— Start Text shown —

NS records are the glue. The root zone holds NS records for every TLD: com NS a.gtld-servers.net. The .com zone holds NS records for every domain registered under it: example.com NS dns1.example.com. The example.com zone holds the actual A, AAAA, MX, TXT records. A recursive resolver walking down the tree follows the NS chain at every step.

Delegation explains why DNS is decentralised in practice even though it has a single root. The root operators run the root zone. ICANN delegates TLDs to registries (Verisign for .com and .net; PIR for .org; .DEV is Google Registry). Registrars sell domains under those TLDs. The owner of example.com runs (or pays someone to run) the authoritative servers for that zone, and controls every record under it. No single party can change example.com's records without holding the credentials at the registrar.

The thirteen root servers — anycast, not single boxes

A through M, hundreds of instances each.

— End Text shown —

* **Given exercise a**
Do the following statements agree with the DNS delegation text? Answer yes or no for each and quote the words of the text that decide it: (i) The .org TLD is delegated to Verisign. (ii) The owner of example.com controls every record under that zone. (iii) Each root server is a single box.

— Start Data supplied —

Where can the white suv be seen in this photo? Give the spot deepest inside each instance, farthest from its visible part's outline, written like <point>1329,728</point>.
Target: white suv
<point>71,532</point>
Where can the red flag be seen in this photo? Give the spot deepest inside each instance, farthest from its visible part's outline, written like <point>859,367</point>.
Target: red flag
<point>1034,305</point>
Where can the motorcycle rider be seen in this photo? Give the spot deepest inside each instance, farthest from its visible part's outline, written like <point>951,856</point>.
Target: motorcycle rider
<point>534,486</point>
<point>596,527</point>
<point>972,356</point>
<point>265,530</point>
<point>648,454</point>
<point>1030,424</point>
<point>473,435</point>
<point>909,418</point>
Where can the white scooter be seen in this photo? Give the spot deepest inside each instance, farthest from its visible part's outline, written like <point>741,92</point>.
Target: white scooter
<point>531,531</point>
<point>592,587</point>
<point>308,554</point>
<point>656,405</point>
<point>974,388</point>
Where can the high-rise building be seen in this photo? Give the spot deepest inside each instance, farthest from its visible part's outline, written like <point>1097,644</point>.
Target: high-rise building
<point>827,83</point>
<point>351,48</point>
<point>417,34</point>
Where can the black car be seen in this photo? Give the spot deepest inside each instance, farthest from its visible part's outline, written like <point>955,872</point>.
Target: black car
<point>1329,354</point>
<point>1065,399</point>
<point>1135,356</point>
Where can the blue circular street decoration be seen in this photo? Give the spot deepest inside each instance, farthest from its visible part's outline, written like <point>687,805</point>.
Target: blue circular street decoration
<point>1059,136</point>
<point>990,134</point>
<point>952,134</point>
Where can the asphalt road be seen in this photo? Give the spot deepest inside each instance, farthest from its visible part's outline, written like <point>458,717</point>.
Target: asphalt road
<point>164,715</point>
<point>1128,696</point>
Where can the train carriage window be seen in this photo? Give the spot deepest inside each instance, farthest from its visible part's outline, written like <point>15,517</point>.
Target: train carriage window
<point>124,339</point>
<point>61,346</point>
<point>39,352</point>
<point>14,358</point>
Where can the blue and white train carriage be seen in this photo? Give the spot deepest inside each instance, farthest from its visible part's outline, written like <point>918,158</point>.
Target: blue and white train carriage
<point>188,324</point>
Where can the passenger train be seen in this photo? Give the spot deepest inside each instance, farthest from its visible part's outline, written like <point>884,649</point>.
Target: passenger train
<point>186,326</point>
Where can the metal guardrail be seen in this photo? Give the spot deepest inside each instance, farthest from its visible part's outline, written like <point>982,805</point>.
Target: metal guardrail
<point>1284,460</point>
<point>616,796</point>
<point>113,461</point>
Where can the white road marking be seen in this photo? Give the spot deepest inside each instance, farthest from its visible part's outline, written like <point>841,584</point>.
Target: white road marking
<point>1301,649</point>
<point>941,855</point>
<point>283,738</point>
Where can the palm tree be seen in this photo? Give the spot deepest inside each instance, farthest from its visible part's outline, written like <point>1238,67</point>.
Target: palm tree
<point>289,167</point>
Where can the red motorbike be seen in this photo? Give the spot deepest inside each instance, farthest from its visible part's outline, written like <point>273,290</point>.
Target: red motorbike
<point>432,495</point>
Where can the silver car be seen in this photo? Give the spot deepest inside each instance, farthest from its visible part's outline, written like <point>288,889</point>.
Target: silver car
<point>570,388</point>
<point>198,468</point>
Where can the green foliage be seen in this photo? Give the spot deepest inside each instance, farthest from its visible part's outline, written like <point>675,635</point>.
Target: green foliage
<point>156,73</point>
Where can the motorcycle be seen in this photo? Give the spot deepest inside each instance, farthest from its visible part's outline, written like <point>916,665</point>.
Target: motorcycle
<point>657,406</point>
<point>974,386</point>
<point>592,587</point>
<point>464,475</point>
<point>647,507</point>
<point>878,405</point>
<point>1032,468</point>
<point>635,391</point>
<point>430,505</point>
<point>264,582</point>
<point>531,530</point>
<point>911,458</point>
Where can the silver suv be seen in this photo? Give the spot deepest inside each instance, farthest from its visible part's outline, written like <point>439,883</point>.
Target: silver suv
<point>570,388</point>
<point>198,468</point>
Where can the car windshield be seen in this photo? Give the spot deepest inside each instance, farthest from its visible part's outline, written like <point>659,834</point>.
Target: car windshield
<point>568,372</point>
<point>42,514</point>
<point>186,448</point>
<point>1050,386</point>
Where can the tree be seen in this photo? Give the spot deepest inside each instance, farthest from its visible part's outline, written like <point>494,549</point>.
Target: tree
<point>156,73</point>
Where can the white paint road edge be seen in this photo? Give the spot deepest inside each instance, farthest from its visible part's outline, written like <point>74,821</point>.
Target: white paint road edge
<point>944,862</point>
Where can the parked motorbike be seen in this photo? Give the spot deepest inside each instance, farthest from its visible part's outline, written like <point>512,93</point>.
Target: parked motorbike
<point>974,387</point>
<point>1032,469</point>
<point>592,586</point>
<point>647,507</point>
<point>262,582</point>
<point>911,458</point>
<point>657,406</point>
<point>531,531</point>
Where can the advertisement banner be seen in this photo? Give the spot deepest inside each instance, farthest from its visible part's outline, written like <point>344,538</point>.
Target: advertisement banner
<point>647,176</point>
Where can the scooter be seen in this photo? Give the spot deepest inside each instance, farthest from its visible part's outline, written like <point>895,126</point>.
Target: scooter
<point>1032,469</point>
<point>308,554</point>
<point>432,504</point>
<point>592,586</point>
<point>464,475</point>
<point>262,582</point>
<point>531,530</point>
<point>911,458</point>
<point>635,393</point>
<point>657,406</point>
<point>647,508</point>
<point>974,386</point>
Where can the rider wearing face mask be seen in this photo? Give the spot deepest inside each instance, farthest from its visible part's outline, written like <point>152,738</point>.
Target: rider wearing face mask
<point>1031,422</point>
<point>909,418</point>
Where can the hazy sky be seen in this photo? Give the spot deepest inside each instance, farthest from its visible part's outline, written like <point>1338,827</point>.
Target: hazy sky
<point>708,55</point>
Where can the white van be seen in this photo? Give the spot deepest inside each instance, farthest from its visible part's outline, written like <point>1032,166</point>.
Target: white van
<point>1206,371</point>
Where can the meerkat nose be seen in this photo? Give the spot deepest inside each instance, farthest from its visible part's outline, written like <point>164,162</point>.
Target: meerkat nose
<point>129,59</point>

— End Data supplied —

* **Given exercise b**
Render the entries from the line containing "Where can the car" through the line containing "<point>186,448</point>" as a two-column CSV with columns entry and answer. Use one row per entry, put each field in double quotes, and turn line breaks into spaces.

* **Finished answer a**
(i) No: "Verisign for .com and .net; PIR for .org"
(ii) Yes: "controls every record under it"
(iii) No: "anycast, not single boxes"

* **Finished answer b**
entry,answer
"Where can the car windshield be seen in this photo? Give the spot deepest inside each instance, farthest from its visible part's outline, written like <point>659,834</point>. Target: car windshield","<point>568,372</point> <point>42,514</point> <point>186,448</point>"